■ Document extract ■
────
Are you someone with a large amount of photographs you would love to scan and turn into digital files? Problem is, you just haven’t because you’re afraid it’s going to take way too long!!
If this sounds like you, I would like to introduce you to Steven Seelig who has been scanning his photos in a way that could potentially save you a lot of time!
After reading my post “How Quickly You Could Scan Your Entire Photo Collection — What I Discovered From My First Week of Scanning,” Steven left a comment detailing his own scanning experience.
I was immediately hooked when I read not only had he already scanned almost 12,000 slides himself, and hired someone to convert 150 50-foot reels of 8mm and Super 8mm “home movies” to high definition videos, but he also had just recently started what he considered to be his most challenging project yet — scanning his old photographic prints.
What’s interesting about Steven’s current project is that he says his system of scanning allows him to scan 143 paper photos in 68 minutes.
Now did that just compute with you? Let me pause in case it didn’t. He didn’t say in a week, or even a day; he told us he had just scanned over 140 photos in just a little over an hour!
And he’s not talking about using an inferior and cheaply made “sheet feeding” motorized scanner. This is a workflow for quality flatbed scanners and using adequately high DPI settings.
How to Scan 2 Photos Every Minute
Steven and I traded a couple comments back and forth before I decided his method was something that a lot of people might be interested in knowing more about. I wanted to make a short post out of it so I emailed him to see how he felt about that idea and if he would be willing to share a couple photographs of his scanner setup so everyone could see what his workspace looked like.
────
■ Records supplied ■
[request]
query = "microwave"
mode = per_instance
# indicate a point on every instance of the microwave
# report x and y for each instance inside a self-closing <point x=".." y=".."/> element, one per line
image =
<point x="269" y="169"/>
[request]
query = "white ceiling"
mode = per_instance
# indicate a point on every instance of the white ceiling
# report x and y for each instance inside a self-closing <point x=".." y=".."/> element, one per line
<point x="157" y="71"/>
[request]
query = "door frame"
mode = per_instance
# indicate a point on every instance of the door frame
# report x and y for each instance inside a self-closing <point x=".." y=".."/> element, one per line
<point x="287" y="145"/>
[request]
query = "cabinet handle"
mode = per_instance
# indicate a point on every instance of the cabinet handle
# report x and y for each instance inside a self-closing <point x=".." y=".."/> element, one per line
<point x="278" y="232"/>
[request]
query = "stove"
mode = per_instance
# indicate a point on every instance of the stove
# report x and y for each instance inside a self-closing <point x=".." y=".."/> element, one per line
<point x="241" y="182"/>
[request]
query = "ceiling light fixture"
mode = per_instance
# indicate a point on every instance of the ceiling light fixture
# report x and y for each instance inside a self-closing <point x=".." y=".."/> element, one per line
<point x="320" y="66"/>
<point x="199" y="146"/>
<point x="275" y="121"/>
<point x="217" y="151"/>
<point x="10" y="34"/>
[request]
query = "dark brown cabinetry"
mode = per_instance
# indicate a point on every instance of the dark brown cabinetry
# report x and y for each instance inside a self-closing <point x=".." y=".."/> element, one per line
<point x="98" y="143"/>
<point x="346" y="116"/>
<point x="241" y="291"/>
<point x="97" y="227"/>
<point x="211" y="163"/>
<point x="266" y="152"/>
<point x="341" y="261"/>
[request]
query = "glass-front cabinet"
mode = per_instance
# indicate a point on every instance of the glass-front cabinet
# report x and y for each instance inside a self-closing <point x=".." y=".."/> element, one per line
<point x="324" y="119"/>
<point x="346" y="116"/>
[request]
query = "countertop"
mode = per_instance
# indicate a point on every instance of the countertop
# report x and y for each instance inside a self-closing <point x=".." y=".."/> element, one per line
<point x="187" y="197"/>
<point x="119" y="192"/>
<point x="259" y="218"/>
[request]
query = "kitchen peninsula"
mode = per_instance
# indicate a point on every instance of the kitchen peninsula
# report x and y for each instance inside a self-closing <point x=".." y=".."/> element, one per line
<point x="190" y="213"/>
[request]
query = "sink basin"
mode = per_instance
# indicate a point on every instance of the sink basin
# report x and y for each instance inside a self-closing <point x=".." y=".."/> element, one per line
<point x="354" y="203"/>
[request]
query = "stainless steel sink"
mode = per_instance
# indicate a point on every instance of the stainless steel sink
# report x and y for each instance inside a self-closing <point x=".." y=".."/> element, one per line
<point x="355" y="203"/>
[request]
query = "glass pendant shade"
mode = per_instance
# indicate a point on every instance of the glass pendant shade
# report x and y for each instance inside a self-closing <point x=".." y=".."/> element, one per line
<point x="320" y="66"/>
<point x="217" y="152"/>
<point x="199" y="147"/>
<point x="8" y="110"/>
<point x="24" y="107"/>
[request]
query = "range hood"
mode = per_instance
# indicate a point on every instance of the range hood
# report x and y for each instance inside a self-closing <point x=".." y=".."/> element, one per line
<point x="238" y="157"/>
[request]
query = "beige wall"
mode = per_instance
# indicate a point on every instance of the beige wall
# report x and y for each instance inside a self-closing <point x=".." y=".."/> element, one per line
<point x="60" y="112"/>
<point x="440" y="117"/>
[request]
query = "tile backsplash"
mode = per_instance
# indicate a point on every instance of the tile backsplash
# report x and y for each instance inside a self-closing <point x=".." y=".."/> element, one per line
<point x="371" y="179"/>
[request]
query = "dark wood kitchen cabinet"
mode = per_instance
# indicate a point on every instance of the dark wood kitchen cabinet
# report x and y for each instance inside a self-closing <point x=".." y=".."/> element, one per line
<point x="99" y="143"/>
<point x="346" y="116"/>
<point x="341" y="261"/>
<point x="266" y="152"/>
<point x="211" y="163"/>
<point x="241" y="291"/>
────
■ Parts of the exercise ■
1 – Edit the photo-scanning article from "Are you someone" to "own scanning experience.", replacing "photographs" with "pictures".
2 – Carry the photo-scanning article forward from its final sentence.

■ Answers given ■
1 –
Are you someone with a large amount of pictures you would love to scan and turn into digital files? Problem is, you just haven’t because you’re afraid it’s going to take way too long!!
If this sounds like you, I would like to introduce you to Steven Seelig who has been scanning his photos in a way that could potentially save you a lot of time!
After reading my post “How Quickly You Could Scan Your Entire Photo Collection — What I Discovered From My First Week of Scanning,” Steven left a comment detailing his own scanning experience.

2 –
Before I knew it, he had already shot, narrated, edited and uploaded a 10-minute video showing off every detail of the process!
What I love about his video is that he doesn’t just tell you that he does “x” and “y” and then wishes you good luck with your own project. No, not at all. Right in his own home office, Steven walks us through step-by-step what he does and why he decided to do it this way, from the beginning to the end of the scanning process.
If you think you’re too technologically challenged, too young, too old, or your computer workspace is too small, or your scanner isn’t the highest rated one, or even that you’re just too busy to ever scan all of your photos hibernating in the back of your closet … then you’re going to love his video!
Alright, so check this out:
(Problems playing video? Click here)
Transcription of Video::
Curtis asked me to take a photograph of my two-scanner setup for print scanning. On the far left you can see an Epson Perfection 2450, which I purchased in the late 90s. Next it is Java to keep me going. Next to it are 6 TB of Western Digital passport drives, which I use for storage. Then next in the middle is my iMac which is about a year and a half old. Then my Mac book Pro retina display, computer laptop.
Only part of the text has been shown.